* **What is asked**:
1. Print the passage of the post on Java versus C++ speed from "The Java version" up to and including "collection is required!", keeping every word and mark unchanged.
2. Sum up the post on Java versus C++ speed in three sentences.

* **Text shown**:
>> Start

During my first months as a PhD student (back in Feb 2005) at AUEB, we had frequent technical arguments with my then supervisor, Diomidis Spinellis, regarding the execution speed of various programming languages. Diomidis’s argument was that the design of the Java language and the JVM were inherently less efficient than that of natively compiled languages, as they force upon us services that we may not want to use. The prominent example was garbage collection. To prove his point, he setup a simple experiment, which he documented in this blog post. In the experiment, he created random integers which he stored in an always-sorted container (TreeSet in Java, STL set in C++).

Back then, the result came to me as a surprise. Despite my best efforts (I did try a lot of VM options), I could not manage to bring the Java implementation’s performance anywhere near C++. During the 7 years in the between, I occasionally run the code on any new system that I had at my hands, and the result was, give or take, the same.

Today, I decided to rerun the experiment. I compiled the C++ code with Clang 3 with all optimisations enabled (-O3 -march=corei7) and used the 1.6.0_31 version of the JVM to run the Java code. The result came to me as a surprise:

$ clang++ -O3 -march=corei7 sort.cpp
$ time ./a.out
real	0m1.063s
user	0m1.026s
sys	0m0.035s
$ javac SortInt.java
$ time java SortInt
real	0m1.102s
user	0m2.325s
sys	0m0.137s
$ time java -server SortInt
real	0m0.866s
user	0m1.068s
sys	0m0.071s

The Java version was faster than C++! Why did this happen? It turns out that between those 7 years JVM performance engineers did not sit idle:

  • Escape analysis is turned on by default after version 17 of the server Hotspot compiler (I was running version 20.6). It allows the compiler to analyse whether objects escape the context of a method and, if not, to remove locks and allocate them on the stack. Consequently, this reduces the load to the garbage collector. The difference escape analysis presumambly makes can be seen by running the JVM in verbose GC mode using the -verbose:gc -XX:+PrintGCDetails options. In the case of the server VM, only one minor collection is required!

  • There were significant improvements on the garbage collector section as well. The young generation collector is now parallel by default; this is one of the advantages of having multiple CPUs on modern machines. The full heap collector is also parallel by default in all collection phases, leading to shorted pauses.

  • The compiler performs supposedely significantly better register allocation on machines with many registers.

>> End

* **Items listed in a dataset**:
>> Start

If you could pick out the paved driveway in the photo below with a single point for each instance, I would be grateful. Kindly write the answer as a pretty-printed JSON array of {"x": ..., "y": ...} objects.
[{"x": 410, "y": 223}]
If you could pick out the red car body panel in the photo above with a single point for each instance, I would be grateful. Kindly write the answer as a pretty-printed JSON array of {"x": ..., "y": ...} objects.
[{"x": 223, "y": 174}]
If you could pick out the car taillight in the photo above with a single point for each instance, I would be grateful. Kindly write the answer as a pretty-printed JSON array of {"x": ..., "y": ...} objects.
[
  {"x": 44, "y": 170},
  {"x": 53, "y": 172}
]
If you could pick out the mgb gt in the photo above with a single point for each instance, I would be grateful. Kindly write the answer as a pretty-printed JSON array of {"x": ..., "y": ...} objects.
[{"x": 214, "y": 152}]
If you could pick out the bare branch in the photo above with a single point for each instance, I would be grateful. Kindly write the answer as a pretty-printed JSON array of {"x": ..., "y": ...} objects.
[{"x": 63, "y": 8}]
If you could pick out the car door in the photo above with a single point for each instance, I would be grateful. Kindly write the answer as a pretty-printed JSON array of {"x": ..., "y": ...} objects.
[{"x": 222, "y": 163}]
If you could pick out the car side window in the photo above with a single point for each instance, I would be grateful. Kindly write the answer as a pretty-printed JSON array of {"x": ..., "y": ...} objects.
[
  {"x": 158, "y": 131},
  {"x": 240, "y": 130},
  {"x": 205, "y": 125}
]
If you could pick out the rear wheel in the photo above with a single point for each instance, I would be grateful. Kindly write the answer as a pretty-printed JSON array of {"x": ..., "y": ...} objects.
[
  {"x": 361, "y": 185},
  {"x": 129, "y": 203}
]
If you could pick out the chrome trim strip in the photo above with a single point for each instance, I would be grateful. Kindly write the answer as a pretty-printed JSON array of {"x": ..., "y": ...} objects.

>> End

* **Answers by task**:
1.
The Java version was faster than C++! Why did this happen? It turns out that between those 7 years JVM performance engineers did not sit idle:

  • Escape analysis is turned on by default after version 17 of the server Hotspot compiler (I was running version 20.6). It allows the compiler to analyse whether objects escape the context of a method and, if not, to remove locks and allocate them on the stack. Consequently, this reduces the load to the garbage collector. The difference escape analysis presumambly makes can be seen by running the JVM in verbose GC mode using the -verbose:gc -XX:+PrintGCDetails options. In the case of the server VM, only one minor collection is required!

2. In 2005, Diomidis Spinellis set up an experiment that stored random integers in an always-sorted container to argue that Java and the JVM are inherently less efficient than natively compiled C++, and for years afterward the Java version stayed far behind. On a rerun with Clang 3 and the 1.6.0_31 JVM, the Java version run with the -server option finished faster than the C++ one. The author credits changes made in the intervening years: escape analysis enabled by default, parallel garbage collection, and a compiler said to allocate registers better.